* Problem details: Copy each line in the data that includes the word "with".

* Dataset records:

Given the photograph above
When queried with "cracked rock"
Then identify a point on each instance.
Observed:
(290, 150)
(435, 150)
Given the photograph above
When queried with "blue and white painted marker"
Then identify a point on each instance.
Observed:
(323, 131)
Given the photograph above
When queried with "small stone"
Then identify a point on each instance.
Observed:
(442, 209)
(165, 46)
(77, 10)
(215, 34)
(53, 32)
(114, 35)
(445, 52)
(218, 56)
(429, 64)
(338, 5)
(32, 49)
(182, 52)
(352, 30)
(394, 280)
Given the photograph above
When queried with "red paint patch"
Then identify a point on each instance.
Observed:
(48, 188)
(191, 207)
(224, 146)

* Result below:
When queried with "cracked rock"
When queried with "blue and white painted marker"
When queried with "small stone"
When queried with "red paint patch"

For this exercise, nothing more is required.